[begin Dataset entries]

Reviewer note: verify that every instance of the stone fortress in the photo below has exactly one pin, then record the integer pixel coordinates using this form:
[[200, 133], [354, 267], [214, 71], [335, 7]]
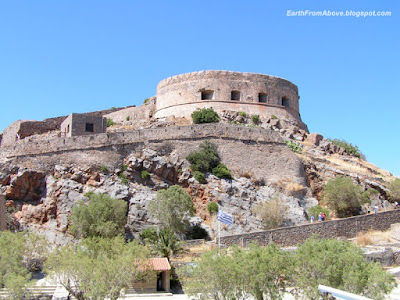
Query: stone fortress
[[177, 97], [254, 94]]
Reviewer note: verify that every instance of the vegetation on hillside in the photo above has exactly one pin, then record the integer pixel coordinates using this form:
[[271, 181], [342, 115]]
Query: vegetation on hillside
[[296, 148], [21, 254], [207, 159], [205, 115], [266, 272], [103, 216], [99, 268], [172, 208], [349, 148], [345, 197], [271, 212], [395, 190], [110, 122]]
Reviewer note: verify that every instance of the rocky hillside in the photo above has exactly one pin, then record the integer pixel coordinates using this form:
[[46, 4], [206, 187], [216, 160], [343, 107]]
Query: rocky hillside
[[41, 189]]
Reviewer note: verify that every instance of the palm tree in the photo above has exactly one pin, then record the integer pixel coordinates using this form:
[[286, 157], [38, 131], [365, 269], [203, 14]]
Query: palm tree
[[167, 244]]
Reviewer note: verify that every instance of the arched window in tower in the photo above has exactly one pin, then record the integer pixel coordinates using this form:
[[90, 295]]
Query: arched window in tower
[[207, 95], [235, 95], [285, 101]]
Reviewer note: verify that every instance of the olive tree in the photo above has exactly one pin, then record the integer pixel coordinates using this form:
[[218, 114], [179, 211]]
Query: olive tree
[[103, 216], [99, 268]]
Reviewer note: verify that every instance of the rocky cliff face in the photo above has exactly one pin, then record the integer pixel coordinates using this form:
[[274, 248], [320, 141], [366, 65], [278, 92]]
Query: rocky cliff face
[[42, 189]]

[end Dataset entries]

▶ _Requirement_
Format all the rows above as a numbered list with one line per item, skipping blank lines and leaving the pictures out.

▶ _Written solution_
1. Reviewer note: verify that every instance of the stone fortress in the photo below has exactly one pin, then record the integer pixel coordinates using this form:
2. [[200, 133], [354, 267], [214, 71], [335, 7]]
3. Query: stone fortress
4. [[177, 97], [254, 94]]
5. Reviewer note: verify that every instance of the vegetation on hillside in the photo above has exactly one pin, then record the integer pixel coordinates using this form:
6. [[271, 181], [342, 115]]
7. Query: vegetation on hillside
8. [[296, 148], [21, 254], [207, 159], [205, 115], [266, 272], [103, 216], [99, 268], [172, 208], [349, 148], [345, 197], [271, 212], [395, 190], [110, 122]]
9. Reviewer note: verify that every instance of the rocky hillside in the photo above has exactly one pin, then record the integer pixel coordinates using this form:
10. [[46, 4], [206, 187], [216, 160], [343, 107]]
11. Query: rocky hillside
12. [[41, 189]]
13. Reviewer note: verify that every instance of the palm tree in the photo above has exactly one pin, then record the integer pixel coordinates using this form:
14. [[286, 157], [38, 131], [365, 269], [203, 14]]
15. Query: palm tree
16. [[167, 244]]
17. Reviewer note: verify that every instance of the arched window in tower in the photo above has exactly one pin, then record the integer pixel coordinates using this form:
18. [[90, 295]]
19. Query: arched window in tower
20. [[207, 95], [235, 95], [285, 101]]
21. Reviewer note: verify that every instance of the olive tree in the photo above has exactly one pin, then record the integer pixel coordinates using this form:
22. [[218, 114], [179, 211]]
23. Query: olive tree
24. [[103, 216], [99, 268]]
25. Reviewer note: verify that every instance of the rocky cliff face in the photo above has exactly one pin, then record the integer pixel coordinates using this form:
26. [[274, 248], [320, 141], [366, 65], [278, 92]]
27. Query: rocky cliff face
28. [[42, 189]]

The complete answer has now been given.